── DATA FOR ANALYSIS

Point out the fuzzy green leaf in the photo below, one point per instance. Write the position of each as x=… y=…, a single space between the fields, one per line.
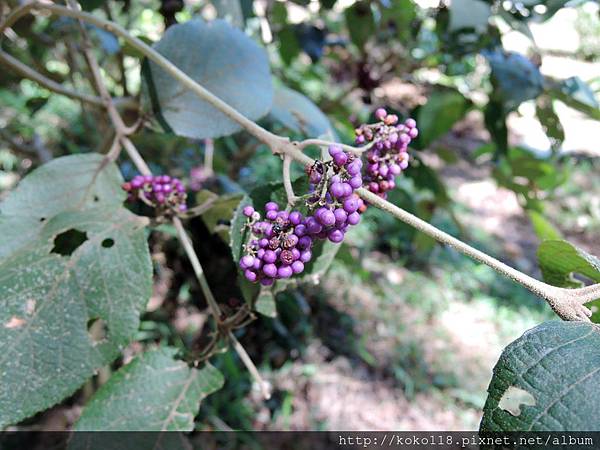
x=547 y=381
x=220 y=58
x=50 y=296
x=154 y=392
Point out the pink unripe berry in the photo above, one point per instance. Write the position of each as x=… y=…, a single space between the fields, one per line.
x=380 y=113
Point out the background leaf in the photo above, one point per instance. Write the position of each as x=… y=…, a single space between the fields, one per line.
x=220 y=58
x=49 y=298
x=515 y=78
x=559 y=260
x=299 y=113
x=442 y=110
x=551 y=373
x=152 y=393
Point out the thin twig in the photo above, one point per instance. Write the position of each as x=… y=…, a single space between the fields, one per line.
x=191 y=253
x=209 y=150
x=287 y=181
x=265 y=387
x=323 y=143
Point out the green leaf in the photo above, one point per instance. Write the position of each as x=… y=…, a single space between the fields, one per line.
x=218 y=217
x=220 y=58
x=575 y=93
x=298 y=113
x=238 y=232
x=289 y=46
x=469 y=14
x=57 y=295
x=401 y=13
x=442 y=110
x=47 y=191
x=514 y=77
x=154 y=392
x=360 y=23
x=559 y=260
x=547 y=381
x=265 y=303
x=543 y=229
x=550 y=121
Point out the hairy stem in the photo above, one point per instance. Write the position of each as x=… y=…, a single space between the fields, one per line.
x=287 y=181
x=209 y=151
x=193 y=257
x=324 y=143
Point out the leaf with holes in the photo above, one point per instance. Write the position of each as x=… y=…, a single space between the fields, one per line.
x=560 y=260
x=71 y=294
x=154 y=392
x=47 y=191
x=221 y=59
x=547 y=381
x=298 y=113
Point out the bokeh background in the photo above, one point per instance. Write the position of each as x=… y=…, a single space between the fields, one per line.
x=400 y=333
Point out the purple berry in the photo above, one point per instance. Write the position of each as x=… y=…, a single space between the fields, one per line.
x=304 y=243
x=271 y=206
x=380 y=113
x=340 y=158
x=351 y=204
x=336 y=236
x=295 y=217
x=270 y=257
x=337 y=190
x=353 y=218
x=340 y=215
x=297 y=266
x=327 y=218
x=266 y=281
x=285 y=272
x=355 y=182
x=305 y=256
x=246 y=261
x=334 y=150
x=270 y=270
x=300 y=230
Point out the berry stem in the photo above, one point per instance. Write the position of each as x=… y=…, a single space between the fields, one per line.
x=323 y=143
x=209 y=150
x=193 y=257
x=287 y=180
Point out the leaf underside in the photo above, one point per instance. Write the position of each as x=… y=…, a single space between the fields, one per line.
x=556 y=369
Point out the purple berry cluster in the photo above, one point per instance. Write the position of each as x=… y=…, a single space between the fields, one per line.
x=279 y=245
x=163 y=192
x=334 y=204
x=388 y=154
x=281 y=242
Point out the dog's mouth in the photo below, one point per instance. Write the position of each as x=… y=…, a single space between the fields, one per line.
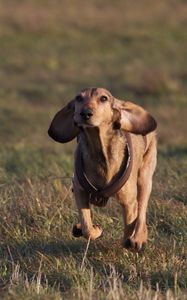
x=84 y=123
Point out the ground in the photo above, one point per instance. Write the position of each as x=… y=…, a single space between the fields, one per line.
x=50 y=50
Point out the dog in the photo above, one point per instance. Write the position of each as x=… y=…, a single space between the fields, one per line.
x=116 y=156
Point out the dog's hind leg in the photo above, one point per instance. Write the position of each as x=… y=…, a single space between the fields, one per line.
x=144 y=185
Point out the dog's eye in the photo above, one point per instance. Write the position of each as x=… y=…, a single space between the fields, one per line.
x=79 y=98
x=103 y=98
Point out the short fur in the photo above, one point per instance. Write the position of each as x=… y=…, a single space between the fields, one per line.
x=98 y=119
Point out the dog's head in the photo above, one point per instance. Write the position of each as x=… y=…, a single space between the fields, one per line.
x=96 y=107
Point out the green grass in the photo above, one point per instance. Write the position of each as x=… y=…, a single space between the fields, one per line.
x=50 y=50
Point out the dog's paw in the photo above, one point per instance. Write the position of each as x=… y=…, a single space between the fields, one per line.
x=95 y=232
x=77 y=231
x=133 y=245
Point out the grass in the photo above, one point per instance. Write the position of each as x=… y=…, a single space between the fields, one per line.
x=49 y=51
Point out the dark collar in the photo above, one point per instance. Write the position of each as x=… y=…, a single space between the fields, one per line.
x=99 y=197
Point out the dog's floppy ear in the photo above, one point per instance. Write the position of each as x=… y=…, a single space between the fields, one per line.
x=62 y=128
x=132 y=118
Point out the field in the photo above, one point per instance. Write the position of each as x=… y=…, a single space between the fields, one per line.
x=50 y=50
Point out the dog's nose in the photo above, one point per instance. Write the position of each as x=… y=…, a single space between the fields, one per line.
x=86 y=113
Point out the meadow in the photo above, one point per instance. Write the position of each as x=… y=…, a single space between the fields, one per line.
x=50 y=50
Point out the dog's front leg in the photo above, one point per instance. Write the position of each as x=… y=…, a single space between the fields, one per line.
x=85 y=227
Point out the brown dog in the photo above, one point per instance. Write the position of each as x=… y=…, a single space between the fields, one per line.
x=115 y=156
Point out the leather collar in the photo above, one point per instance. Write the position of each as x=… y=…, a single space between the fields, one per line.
x=99 y=197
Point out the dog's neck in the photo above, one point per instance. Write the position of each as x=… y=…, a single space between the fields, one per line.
x=103 y=151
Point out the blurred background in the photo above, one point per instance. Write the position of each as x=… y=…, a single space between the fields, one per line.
x=49 y=50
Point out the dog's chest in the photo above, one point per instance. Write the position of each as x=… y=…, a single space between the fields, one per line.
x=101 y=165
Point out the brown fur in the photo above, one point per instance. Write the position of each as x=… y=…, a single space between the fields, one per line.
x=98 y=119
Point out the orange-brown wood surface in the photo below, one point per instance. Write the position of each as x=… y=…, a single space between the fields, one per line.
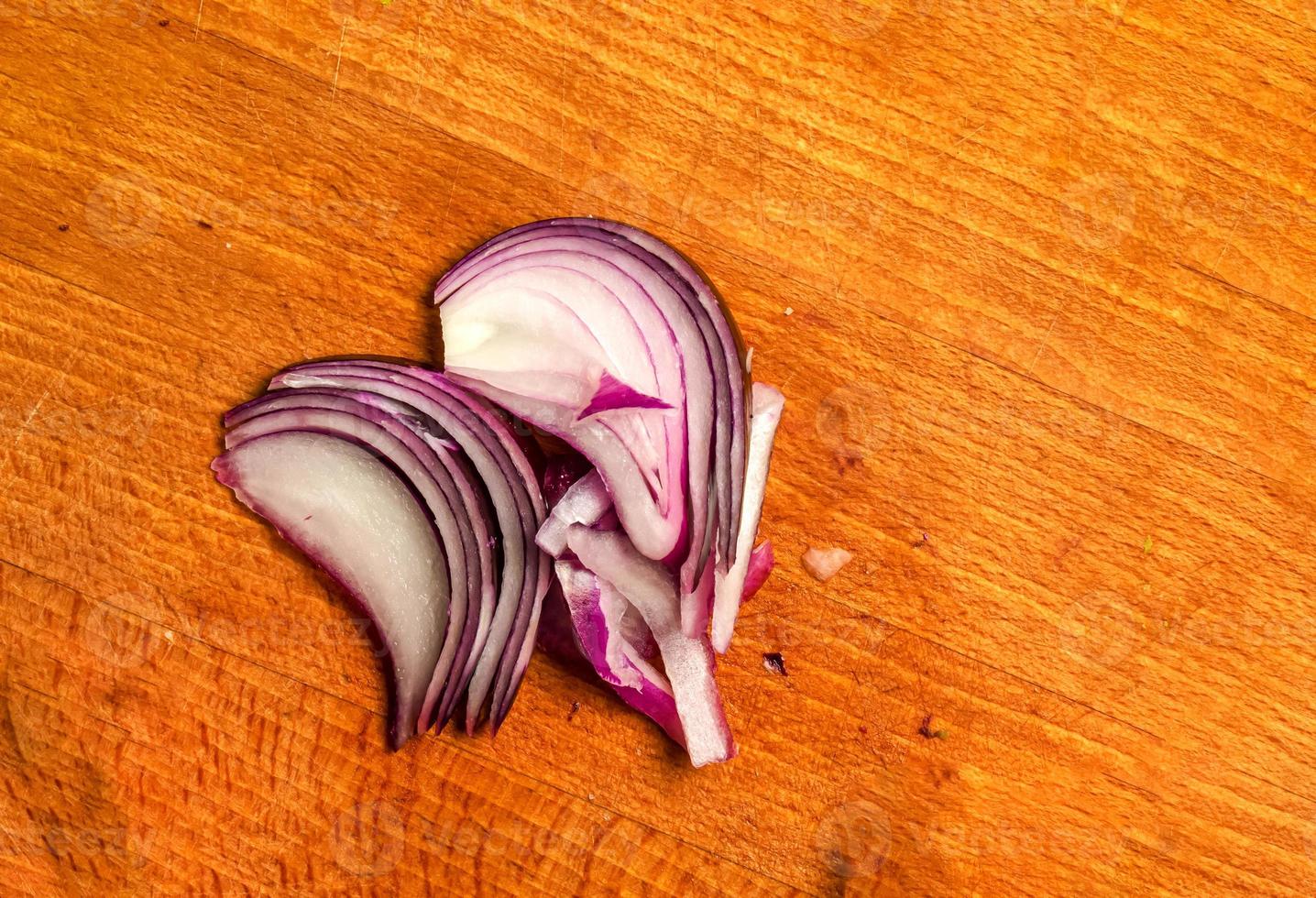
x=1035 y=276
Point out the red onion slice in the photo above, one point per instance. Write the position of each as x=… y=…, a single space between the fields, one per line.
x=358 y=520
x=504 y=470
x=380 y=425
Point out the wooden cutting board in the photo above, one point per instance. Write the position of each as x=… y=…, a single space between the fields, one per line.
x=1035 y=276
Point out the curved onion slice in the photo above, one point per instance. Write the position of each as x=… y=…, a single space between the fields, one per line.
x=356 y=519
x=504 y=470
x=609 y=340
x=355 y=416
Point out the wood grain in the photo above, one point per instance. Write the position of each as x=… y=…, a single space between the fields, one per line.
x=1049 y=378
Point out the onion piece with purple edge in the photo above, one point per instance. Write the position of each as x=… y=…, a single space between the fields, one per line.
x=639 y=280
x=597 y=615
x=358 y=520
x=687 y=663
x=613 y=307
x=515 y=497
x=378 y=424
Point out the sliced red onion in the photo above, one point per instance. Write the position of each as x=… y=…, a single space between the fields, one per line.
x=378 y=424
x=356 y=519
x=504 y=470
x=645 y=291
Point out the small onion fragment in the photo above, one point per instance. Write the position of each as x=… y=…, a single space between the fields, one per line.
x=824 y=564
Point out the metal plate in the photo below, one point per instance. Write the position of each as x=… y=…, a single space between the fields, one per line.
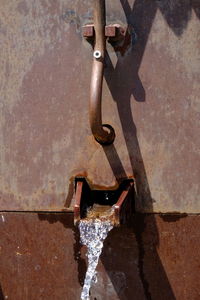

────

→ WORK TO BE COMPLETED
Give back all the records as they stand, but with no pictures in the copy.

→ ANSWER SECTION
Point out the fuzzy green leaf in the photo below, one point per instance. Write the position of each as x=… y=…, a single space between the fields, one per line.
x=547 y=381
x=220 y=58
x=50 y=296
x=154 y=392
Point out the pink unripe berry in the photo above, one point per instance. Write the position of each as x=… y=…, a single space between the fields, one per line.
x=380 y=113
Point out the background leaf in the photo above, one point per instance. Write the position of each as x=… y=…, a single space between the fields, one per line.
x=220 y=58
x=49 y=298
x=515 y=78
x=559 y=260
x=299 y=113
x=442 y=110
x=551 y=373
x=152 y=393
Point out the thin twig in the photo above, one point per instance. Write the position of each as x=… y=…, a single space between the fields, one per line.
x=191 y=253
x=209 y=150
x=287 y=181
x=265 y=387
x=323 y=143
Point out the green leaf in the photo above, one point per instance. Write the position of each as x=… y=…, a single space between the fields, one per line.
x=218 y=217
x=220 y=58
x=575 y=93
x=298 y=113
x=238 y=232
x=289 y=46
x=469 y=14
x=57 y=295
x=401 y=13
x=442 y=110
x=47 y=191
x=514 y=77
x=154 y=392
x=360 y=23
x=559 y=260
x=547 y=381
x=265 y=303
x=543 y=229
x=550 y=121
Point out the hairy stem in the photo above, one point per instance. Write the position of each as x=… y=…, a single space between the fields, one per line.
x=287 y=181
x=209 y=151
x=193 y=257
x=324 y=143
Point out the leaf with holes in the photo above, one point per instance. Write the position of each as x=… y=…, a single space between the fields, one per line.
x=560 y=260
x=71 y=294
x=154 y=392
x=47 y=191
x=221 y=59
x=547 y=381
x=298 y=113
Point out the bokeh background in the photo above, one point per instance. Write the position of each as x=… y=…, a single space between the fields, one per line.
x=400 y=333
Point out the purple berry in the photo above, one point per instance. Write the position of each as x=… y=…, a single space between the fields, one per line.
x=304 y=243
x=271 y=206
x=380 y=113
x=340 y=158
x=351 y=204
x=336 y=236
x=295 y=217
x=270 y=257
x=337 y=190
x=353 y=218
x=340 y=215
x=297 y=266
x=327 y=218
x=266 y=281
x=285 y=272
x=355 y=182
x=305 y=256
x=246 y=261
x=334 y=150
x=270 y=270
x=300 y=230
Point out the berry stem in the photo above, one point per instance. Write the position of each as x=… y=…, a single space between the fields, one per line.
x=323 y=143
x=209 y=150
x=193 y=257
x=287 y=180
Point out the leaf underside in the photo above, one point per instance. Write the position of each as x=… y=…, a single space between the fields, one per line.
x=556 y=369
Point out the purple berry cluster in the photo above, one point per instance. Write the position of each as x=… y=…, a single space between the fields, one per line.
x=279 y=245
x=163 y=192
x=334 y=204
x=388 y=154
x=281 y=242
Point out the dog's mouth in the photo below, one point per instance. Write the position of each as x=… y=…, a single space between the fields, one per line.
x=84 y=123
Point out the ground in the photo above, one point per instance. Write the position of each as x=… y=…, a single space between the fields, one per line.
x=50 y=50
Point out the dog in the photo above, one point per instance. Write the position of each as x=… y=…, a single space between the fields, one per line.
x=116 y=156
Point out the dog's hind leg in the photo above, one point per instance. Write the position of each as x=… y=…, a single space between the fields, one per line.
x=144 y=185
Point out the dog's eye in the photo above, one point per instance. Write the position of each as x=… y=…, a single space between the fields, one per line.
x=79 y=98
x=103 y=98
Point out the short fur in the photo above, one point per instance. Write the position of each as x=… y=…, a single space between the fields, one per line.
x=98 y=119
Point out the dog's head in the photo above, one point per instance. Write the position of each as x=… y=…, a single space between the fields, one per line.
x=96 y=107
Point out the green grass in the photo above, one point per instance. Write the position of each as x=… y=…, a single space between the fields, one per line.
x=50 y=50
Point out the dog's paw in the photo above, one point per instance. Write the position of each as x=… y=…, a single space between the fields, one per line.
x=95 y=232
x=77 y=231
x=133 y=245
Point out the grass in the photo above, one point per instance. Write the position of each as x=… y=…, a single space between the fields, one per line.
x=49 y=51
Point out the dark collar in the photo above, one point per instance. Write the position of each as x=… y=…, a single space between the fields, one per line.
x=99 y=197
Point out the dog's floppy ear in the photo above, one point per instance. Write the position of each as x=… y=…, a single space between the fields, one per line.
x=62 y=128
x=132 y=118
Point out the field in the photo above, one point per instance. Write the position of each as x=… y=…, a single space between the fields, one per line.
x=50 y=50
Point out the dog's nose in the photo above, one point per instance. Write the position of each as x=… y=…, a single space between the fields, one per line.
x=86 y=113
Point out the meadow in the photo above, one point per instance. Write the position of each as x=… y=…, a single space between the fields, one per line.
x=50 y=50
Point out the dog's front leg in the photo above, one point per instance. Write the position of each as x=… y=…, a single space between the fields, one per line.
x=85 y=227
Point out the brown dog in the photo above, one point per instance. Write the position of each as x=… y=…, a single space between the fields, one per line.
x=115 y=156
Point out the leather collar in the photo above, one point per instance. Write the position of each as x=… y=…, a single space between the fields, one per line.
x=99 y=197
Point out the dog's neck in the photo above, one point per instance. Write the position of each as x=… y=…, a single space between the fields, one per line.
x=103 y=151
Point out the blurred background in the photo above, one point per instance. Write the position of each as x=… y=…, a single space between the fields, one per line.
x=49 y=50
Point out the dog's chest in the photo above, one point per instance. Write the position of each as x=… y=…, a single space between the fields, one per line.
x=101 y=165
Point out the brown fur in the photo above, one point per instance. Write the position of each as x=… y=…, a single space between the fields, one per line.
x=98 y=119
Point out the orange-brown wood surface in the photo below, one point per instance. Write the position of each as x=… y=…, a single space between the fields, one per line.
x=1035 y=276
Point out the red onion slice in the photo above, one point per instance. Write the position of each as x=… y=…, a single space between the fields, one per line.
x=358 y=520
x=504 y=470
x=380 y=425
Point out the wooden cutting board in the photo above, one point per instance. Write the position of each as x=… y=…, a single space between the fields, one per line.
x=1035 y=276
Point out the curved onion slice in the photo above, one point per instance. Write the position of each as x=… y=…, a single space between the fields, one per line.
x=356 y=519
x=504 y=470
x=609 y=340
x=355 y=416
Point out the wood grain in the photo above, one point per instance. Write the position of each as x=… y=…, a single space between the fields, one per line.
x=1049 y=378
Point out the onion piece with purple edge in the photo above, one point per instance. Write the position of each as x=… y=…, a single space between the fields, one per line.
x=639 y=280
x=597 y=615
x=358 y=520
x=687 y=663
x=613 y=307
x=515 y=497
x=378 y=424
Point out the sliced red onion in the photo above, one point per instance. Write the position of each as x=… y=…, a single space between the fields, one per line.
x=378 y=424
x=356 y=519
x=504 y=470
x=645 y=291
Point out the small onion fragment in the photo above, one point per instance. Write the position of each as x=… y=…, a single space between the fields, one per line.
x=824 y=564
Point out the metal plate in the photo below, one point per instance. Write the position of each as x=… y=…, a single space between the fields, one per line.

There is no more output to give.